- ASSIGNMENT A -
According to the India mine action profile, how many antivehicle mines placed by Maoist rebels were neutralized by security forces in Garhwa district in July 2018?
- ASSIGNMENT B -
Reproduce the part of the India mine action profile starting at "Despite occasional official" and ending at "profile for details.)".

##### SOURCE PASSAGE #####

Mine Action

Last updated: 12 November 2018

Treaty status

Mine Ban Treaty

Not a party

Mine action management

National mine action management actors

No civilian mine action program.The Director-General of Military Operations decides on mine clearance

Operators in 2017

Army Corps of Engineers

Extent of contamination as of end 2017


Not known

Cluster munition remnants


Other ERW contamination

Extent not reported

Land release in 2017


Not reported

Other ERW




India does not have a mine action program and does not report on extent of contamination or on land release. Information on mine clearance is only available through the media

Note: ERW = explosive remnants of war.


The Republic of India is contaminated with mines, mainly as a result of large-scale mine-laying by government forces on and near the Line of Control (LoC) separating India and Pakistan during the 1971 war and the 2001–2002 stand-off betweenthe two states. Antipersonnel and antivehicle mines were laid on cultivated land and pasture, as well as around infrastructure and a number of villages.

Despite occasional official claims that all the mines laid were subsequently cleared, reports of contamination and casualties have persisted. A media report in 2013 cited a government statement that about 20km2 of irrigated land was still mined in the Akhnoor sector of the LoC alone.[1] In 2016 and 2017, according to media accounts, the Indian army was manually clearing mines in the border districts of Jammu and Kashmi.[2]

In 2017–2018, a number of landmine incidents continued to be reported, primarily involving Indian army personnel, but also civilians. (See India’s Casualty profile for details.)

Security forces have also reported extensive use of mines and improvised explosive devices (IEDs) by Maoist insurgents in the northeastern states of Chhattisgarh and Jharkhand causing civilian and military casualties. In July 2018, it was reported that 15 antivehicle mines emplaced by Maoist rebels were neutralised by security forces in Garhwa district, Jharkhand state.[3] However, mine types are usually not specified and may include command-detonated explosive devices as well as mines (i.e. victim-activated explosive devices).[4]

Program Management

India has no civilian mine action programme. The Director-General of Military Operations decides on mine clearance after receiving assessment reports from the command headquarters of the respective districts where mine clearance is needed.

##### RECORD EXCERPTS #####

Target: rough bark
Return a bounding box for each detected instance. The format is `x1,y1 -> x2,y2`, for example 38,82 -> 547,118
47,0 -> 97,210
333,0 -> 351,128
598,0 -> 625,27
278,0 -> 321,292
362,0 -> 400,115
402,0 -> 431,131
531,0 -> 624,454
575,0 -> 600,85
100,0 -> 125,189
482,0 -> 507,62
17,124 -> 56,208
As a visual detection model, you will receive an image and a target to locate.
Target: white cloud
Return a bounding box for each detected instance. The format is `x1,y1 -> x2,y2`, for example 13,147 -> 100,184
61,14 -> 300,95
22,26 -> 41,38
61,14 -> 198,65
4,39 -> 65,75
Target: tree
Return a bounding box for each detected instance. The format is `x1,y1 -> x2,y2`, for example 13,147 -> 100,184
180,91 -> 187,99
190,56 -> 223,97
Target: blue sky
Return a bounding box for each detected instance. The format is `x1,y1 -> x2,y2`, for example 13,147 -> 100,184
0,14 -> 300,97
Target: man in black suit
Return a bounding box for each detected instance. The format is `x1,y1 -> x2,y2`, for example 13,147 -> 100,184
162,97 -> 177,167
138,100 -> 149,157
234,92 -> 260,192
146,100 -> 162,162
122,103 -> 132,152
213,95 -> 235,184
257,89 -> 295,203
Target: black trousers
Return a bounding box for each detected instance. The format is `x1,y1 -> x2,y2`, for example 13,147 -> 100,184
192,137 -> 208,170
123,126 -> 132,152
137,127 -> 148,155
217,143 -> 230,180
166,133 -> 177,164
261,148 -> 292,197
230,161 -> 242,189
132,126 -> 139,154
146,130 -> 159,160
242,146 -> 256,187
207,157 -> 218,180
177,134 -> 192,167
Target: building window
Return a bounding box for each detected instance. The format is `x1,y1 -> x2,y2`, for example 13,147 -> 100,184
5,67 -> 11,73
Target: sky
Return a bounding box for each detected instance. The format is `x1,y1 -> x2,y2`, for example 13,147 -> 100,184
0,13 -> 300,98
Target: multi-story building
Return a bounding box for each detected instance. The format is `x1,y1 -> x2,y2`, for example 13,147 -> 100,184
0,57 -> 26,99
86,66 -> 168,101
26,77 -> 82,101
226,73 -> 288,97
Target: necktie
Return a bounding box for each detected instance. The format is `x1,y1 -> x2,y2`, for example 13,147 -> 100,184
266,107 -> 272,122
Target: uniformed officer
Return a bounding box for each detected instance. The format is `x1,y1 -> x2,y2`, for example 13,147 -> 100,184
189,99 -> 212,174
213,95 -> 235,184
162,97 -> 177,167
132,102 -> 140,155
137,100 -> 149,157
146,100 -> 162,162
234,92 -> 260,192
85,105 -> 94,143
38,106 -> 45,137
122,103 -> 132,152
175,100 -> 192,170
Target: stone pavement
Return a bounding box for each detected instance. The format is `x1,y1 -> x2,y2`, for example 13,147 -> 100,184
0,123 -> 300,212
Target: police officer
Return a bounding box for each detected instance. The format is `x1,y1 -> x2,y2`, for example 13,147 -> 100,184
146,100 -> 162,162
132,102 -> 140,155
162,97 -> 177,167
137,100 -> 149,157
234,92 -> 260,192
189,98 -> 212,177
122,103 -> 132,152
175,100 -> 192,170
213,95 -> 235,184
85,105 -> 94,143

#####

- ANSWER SPACE A -
15

- ANSWER SPACE B -
Despite occasional official claims that all the mines laid were subsequently cleared, reports of contamination and casualties have persisted. A media report in 2013 cited a government statement that about 20km2 of irrigated land was still mined in the Akhnoor sector of the LoC alone.[1] In 2016 and 2017, according to media accounts, the Indian army was manually clearing mines in the border districts of Jammu and Kashmi.[2]

In 2017–2018, a number of landmine incidents continued to be reported, primarily involving Indian army personnel, but also civilians. (See India’s Casualty profile for details.)